## Start Supplied material
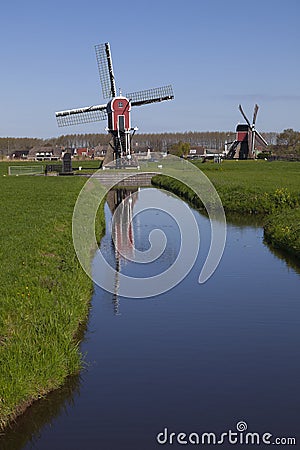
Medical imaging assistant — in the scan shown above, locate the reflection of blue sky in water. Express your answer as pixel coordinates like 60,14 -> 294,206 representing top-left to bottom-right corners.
0,188 -> 300,450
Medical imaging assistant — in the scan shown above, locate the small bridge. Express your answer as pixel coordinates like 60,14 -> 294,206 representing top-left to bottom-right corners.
94,169 -> 157,187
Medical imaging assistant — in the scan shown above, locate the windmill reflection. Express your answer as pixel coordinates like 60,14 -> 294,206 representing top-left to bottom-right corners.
106,188 -> 138,315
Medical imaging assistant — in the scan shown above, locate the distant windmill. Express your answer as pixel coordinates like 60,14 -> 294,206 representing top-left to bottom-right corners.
227,105 -> 268,159
55,42 -> 174,160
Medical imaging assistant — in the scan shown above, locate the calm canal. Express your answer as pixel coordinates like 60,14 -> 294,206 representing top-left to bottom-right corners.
0,189 -> 300,450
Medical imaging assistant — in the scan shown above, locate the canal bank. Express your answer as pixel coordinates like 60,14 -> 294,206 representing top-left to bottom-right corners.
152,175 -> 300,260
1,190 -> 300,450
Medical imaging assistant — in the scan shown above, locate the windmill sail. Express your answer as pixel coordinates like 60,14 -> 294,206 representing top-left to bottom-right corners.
126,85 -> 174,106
55,105 -> 107,127
252,105 -> 258,126
239,105 -> 251,127
255,130 -> 268,147
95,42 -> 117,98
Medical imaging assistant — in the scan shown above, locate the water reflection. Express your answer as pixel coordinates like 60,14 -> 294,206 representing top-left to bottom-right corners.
106,188 -> 138,315
0,189 -> 300,450
0,376 -> 80,450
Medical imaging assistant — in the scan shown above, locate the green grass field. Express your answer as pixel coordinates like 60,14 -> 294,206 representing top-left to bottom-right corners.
0,161 -> 300,428
153,160 -> 300,258
0,163 -> 104,428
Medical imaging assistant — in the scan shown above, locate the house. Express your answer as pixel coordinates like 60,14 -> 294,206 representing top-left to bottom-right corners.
187,145 -> 205,159
28,145 -> 61,161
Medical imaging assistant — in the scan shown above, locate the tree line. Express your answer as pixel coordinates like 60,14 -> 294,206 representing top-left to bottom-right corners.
0,129 -> 300,156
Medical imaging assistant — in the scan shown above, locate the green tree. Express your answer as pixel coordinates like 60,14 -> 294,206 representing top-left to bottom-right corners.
169,141 -> 191,157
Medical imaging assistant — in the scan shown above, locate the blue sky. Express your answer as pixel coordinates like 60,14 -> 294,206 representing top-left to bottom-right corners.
0,0 -> 300,138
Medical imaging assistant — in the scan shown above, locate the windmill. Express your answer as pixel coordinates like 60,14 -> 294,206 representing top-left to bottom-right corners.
227,105 -> 268,159
55,42 -> 174,163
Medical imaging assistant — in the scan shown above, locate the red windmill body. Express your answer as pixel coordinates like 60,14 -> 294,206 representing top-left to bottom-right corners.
55,42 -> 174,161
227,105 -> 268,159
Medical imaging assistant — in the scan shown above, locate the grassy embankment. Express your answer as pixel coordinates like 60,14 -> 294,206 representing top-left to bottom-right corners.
152,161 -> 300,259
0,163 -> 104,429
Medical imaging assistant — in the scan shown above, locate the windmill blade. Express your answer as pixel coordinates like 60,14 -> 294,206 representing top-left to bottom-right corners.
239,105 -> 251,127
252,104 -> 259,126
55,105 -> 107,127
95,42 -> 117,98
255,130 -> 268,147
125,85 -> 174,106
248,128 -> 255,157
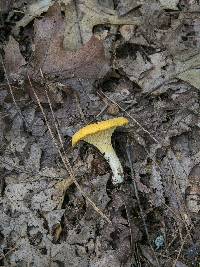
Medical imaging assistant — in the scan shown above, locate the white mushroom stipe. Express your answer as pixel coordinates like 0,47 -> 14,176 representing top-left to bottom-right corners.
72,117 -> 128,184
84,127 -> 124,184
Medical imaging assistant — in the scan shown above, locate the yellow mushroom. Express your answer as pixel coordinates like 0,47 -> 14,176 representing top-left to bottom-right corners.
72,117 -> 128,184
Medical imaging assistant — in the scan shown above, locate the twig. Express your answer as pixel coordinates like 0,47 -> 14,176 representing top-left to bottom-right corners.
126,145 -> 160,267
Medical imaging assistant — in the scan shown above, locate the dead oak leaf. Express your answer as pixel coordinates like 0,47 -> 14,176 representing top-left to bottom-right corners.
31,5 -> 110,80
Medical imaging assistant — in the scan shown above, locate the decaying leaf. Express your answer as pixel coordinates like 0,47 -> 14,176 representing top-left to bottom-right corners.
178,69 -> 200,89
186,165 -> 200,213
159,0 -> 179,10
32,2 -> 109,79
14,0 -> 53,34
64,0 -> 141,51
4,36 -> 26,80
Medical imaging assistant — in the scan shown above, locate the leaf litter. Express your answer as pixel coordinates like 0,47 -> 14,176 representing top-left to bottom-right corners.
0,0 -> 200,267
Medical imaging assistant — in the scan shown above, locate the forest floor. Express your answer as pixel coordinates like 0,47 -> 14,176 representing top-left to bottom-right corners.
0,0 -> 200,267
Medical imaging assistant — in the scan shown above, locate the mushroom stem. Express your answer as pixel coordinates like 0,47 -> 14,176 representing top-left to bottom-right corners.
84,127 -> 124,184
104,147 -> 124,184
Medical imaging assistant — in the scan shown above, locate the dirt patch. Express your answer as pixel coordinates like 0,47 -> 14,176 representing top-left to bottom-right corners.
0,0 -> 200,267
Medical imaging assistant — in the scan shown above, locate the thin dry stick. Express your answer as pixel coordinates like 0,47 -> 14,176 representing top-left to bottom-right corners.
126,143 -> 160,267
98,91 -> 193,230
27,75 -> 112,223
0,55 -> 24,118
172,230 -> 189,267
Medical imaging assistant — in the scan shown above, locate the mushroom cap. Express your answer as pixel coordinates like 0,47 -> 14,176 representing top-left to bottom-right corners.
72,117 -> 128,146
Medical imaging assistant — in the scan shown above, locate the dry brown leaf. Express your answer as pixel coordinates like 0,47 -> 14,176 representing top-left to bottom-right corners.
32,5 -> 109,80
4,36 -> 26,80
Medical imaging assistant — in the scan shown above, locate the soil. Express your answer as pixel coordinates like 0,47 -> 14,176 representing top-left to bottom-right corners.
0,0 -> 200,267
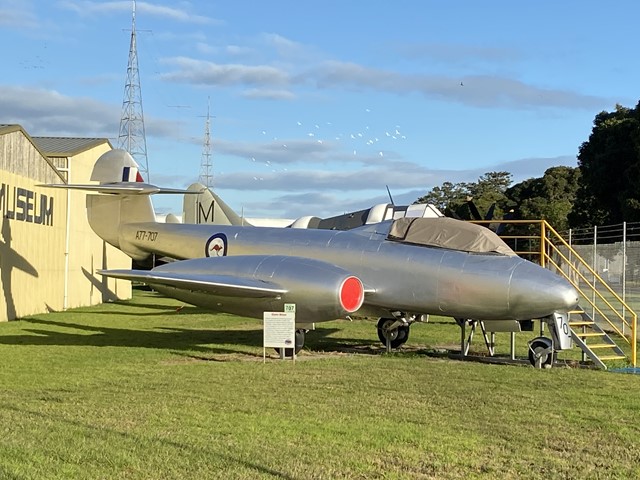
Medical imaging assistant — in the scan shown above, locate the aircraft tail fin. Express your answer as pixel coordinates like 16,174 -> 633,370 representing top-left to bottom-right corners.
47,149 -> 192,260
182,183 -> 250,225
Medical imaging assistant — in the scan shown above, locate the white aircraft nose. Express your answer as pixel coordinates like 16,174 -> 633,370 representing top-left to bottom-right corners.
509,261 -> 578,318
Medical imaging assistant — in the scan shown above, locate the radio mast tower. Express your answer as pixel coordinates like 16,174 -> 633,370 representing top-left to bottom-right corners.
198,97 -> 213,188
118,0 -> 150,182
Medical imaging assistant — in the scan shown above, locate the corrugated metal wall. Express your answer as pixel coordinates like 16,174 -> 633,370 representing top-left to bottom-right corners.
0,127 -> 131,321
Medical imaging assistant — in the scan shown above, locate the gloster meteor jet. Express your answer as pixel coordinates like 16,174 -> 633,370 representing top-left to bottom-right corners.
47,150 -> 578,364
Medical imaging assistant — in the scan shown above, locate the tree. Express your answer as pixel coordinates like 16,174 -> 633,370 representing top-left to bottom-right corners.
503,166 -> 580,230
569,103 -> 640,227
414,172 -> 511,220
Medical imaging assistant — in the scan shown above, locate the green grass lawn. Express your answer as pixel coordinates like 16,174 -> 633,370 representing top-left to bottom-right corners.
0,291 -> 640,479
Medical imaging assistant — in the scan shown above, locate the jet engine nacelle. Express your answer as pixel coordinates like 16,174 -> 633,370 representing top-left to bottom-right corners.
289,216 -> 320,228
147,255 -> 364,323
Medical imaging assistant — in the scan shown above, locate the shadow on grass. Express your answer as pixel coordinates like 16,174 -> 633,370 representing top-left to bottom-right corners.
0,318 -> 357,355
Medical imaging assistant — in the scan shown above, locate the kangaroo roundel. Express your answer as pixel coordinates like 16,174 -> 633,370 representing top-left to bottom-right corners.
204,233 -> 227,257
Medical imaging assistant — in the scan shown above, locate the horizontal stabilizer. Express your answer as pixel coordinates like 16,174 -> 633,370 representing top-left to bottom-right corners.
41,182 -> 200,195
98,270 -> 287,298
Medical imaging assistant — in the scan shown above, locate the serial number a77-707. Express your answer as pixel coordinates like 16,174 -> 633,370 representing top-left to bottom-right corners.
136,230 -> 158,242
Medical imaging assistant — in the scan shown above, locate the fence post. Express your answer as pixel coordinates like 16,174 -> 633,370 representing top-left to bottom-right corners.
621,222 -> 627,335
540,220 -> 547,268
591,225 -> 598,322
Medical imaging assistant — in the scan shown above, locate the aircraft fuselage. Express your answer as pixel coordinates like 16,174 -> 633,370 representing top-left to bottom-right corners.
119,222 -> 577,320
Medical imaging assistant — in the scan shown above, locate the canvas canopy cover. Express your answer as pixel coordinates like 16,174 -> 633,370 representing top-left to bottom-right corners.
387,217 -> 516,256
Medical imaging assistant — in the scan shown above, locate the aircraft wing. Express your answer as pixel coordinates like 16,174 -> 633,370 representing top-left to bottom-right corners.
43,182 -> 199,195
98,270 -> 287,298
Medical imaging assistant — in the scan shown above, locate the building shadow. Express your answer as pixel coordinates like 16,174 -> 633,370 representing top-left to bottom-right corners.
0,218 -> 38,320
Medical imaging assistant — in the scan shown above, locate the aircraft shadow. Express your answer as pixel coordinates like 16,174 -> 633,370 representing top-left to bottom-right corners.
0,312 -> 350,357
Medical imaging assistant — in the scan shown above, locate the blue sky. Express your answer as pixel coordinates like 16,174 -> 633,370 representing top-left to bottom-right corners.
0,0 -> 640,218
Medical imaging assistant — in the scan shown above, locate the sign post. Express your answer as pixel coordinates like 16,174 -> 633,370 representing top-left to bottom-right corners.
262,310 -> 296,362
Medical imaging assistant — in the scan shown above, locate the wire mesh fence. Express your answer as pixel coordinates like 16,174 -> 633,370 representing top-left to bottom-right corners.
560,223 -> 640,333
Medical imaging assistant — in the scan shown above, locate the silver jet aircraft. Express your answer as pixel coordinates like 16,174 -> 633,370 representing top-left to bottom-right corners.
48,150 -> 578,364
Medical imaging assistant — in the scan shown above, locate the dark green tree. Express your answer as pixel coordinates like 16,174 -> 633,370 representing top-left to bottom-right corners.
569,103 -> 640,227
414,172 -> 511,219
503,166 -> 580,230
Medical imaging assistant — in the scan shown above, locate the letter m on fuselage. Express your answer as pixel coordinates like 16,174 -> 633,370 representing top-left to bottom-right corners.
198,200 -> 215,223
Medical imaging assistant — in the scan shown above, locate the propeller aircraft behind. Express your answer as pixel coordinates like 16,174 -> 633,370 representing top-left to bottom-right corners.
49,150 -> 578,364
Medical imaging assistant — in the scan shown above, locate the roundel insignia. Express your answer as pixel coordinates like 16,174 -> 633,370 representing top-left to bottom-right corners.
204,233 -> 227,257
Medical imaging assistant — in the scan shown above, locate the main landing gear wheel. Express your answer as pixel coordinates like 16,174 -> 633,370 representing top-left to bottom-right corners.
378,318 -> 409,348
529,337 -> 554,368
274,328 -> 307,358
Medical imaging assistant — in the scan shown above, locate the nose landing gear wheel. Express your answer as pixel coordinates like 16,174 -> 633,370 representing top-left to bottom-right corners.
529,337 -> 554,368
378,318 -> 409,348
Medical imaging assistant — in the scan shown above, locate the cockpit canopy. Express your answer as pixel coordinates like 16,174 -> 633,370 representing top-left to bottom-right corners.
387,217 -> 516,256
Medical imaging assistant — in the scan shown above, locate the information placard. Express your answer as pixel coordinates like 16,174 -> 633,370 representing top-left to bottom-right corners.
263,312 -> 296,348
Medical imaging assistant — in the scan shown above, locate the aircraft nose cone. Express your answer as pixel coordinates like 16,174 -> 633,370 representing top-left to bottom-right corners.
509,261 -> 578,318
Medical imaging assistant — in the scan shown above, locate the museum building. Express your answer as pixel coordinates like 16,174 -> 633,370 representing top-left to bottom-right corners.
0,124 -> 131,321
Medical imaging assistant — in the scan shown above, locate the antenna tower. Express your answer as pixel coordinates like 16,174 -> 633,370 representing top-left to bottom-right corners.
118,0 -> 150,182
199,97 -> 213,188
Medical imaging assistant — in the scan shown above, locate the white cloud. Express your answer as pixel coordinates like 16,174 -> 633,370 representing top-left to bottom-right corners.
0,0 -> 39,29
242,88 -> 296,100
160,57 -> 289,86
58,0 -> 221,25
0,85 -> 176,140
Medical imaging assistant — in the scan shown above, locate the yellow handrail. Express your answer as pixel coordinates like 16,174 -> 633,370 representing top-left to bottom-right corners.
472,220 -> 638,367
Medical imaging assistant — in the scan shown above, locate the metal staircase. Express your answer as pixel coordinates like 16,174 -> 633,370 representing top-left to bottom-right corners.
569,310 -> 627,370
473,220 -> 638,369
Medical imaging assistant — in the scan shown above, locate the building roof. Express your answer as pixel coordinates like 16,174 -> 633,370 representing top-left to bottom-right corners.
31,137 -> 109,157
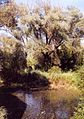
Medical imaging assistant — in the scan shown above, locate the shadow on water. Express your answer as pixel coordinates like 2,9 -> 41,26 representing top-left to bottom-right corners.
0,93 -> 26,119
23,90 -> 78,119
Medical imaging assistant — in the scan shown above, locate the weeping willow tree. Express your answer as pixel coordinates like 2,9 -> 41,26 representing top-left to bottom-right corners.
0,3 -> 84,70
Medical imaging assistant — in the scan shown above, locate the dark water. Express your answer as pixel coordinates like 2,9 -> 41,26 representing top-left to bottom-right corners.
0,90 -> 78,119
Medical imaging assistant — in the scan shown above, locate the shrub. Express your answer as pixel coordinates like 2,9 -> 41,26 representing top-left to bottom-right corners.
0,38 -> 27,83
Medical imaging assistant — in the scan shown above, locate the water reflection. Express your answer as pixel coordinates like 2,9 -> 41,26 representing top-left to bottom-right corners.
25,91 -> 77,119
0,90 -> 79,119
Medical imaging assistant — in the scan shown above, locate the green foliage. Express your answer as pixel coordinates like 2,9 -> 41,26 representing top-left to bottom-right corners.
70,98 -> 84,119
58,41 -> 83,71
0,38 -> 27,82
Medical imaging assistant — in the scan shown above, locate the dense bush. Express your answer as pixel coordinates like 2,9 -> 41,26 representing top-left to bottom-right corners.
58,41 -> 83,71
0,38 -> 27,83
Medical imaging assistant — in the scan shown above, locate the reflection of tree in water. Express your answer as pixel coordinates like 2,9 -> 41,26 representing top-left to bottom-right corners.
0,94 -> 26,119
## End Supplied material
§ Written problem
Gather every line of the material above that contains the word "landing", treating uppercase and lowercase as different.

§ Result below
Medical imaging assistant — in the scan shown above, locate the main landing gear wheel. Express your answer as pixel coordinates like 16,174 -> 633,370 representing top-left to bottom-right corners.
Medical imaging assistant — in the scan shown above, locate the nose landing gear wheel. Express your answer as pixel coordinates like 16,174 -> 633,370 representing top-left to bottom-right corners.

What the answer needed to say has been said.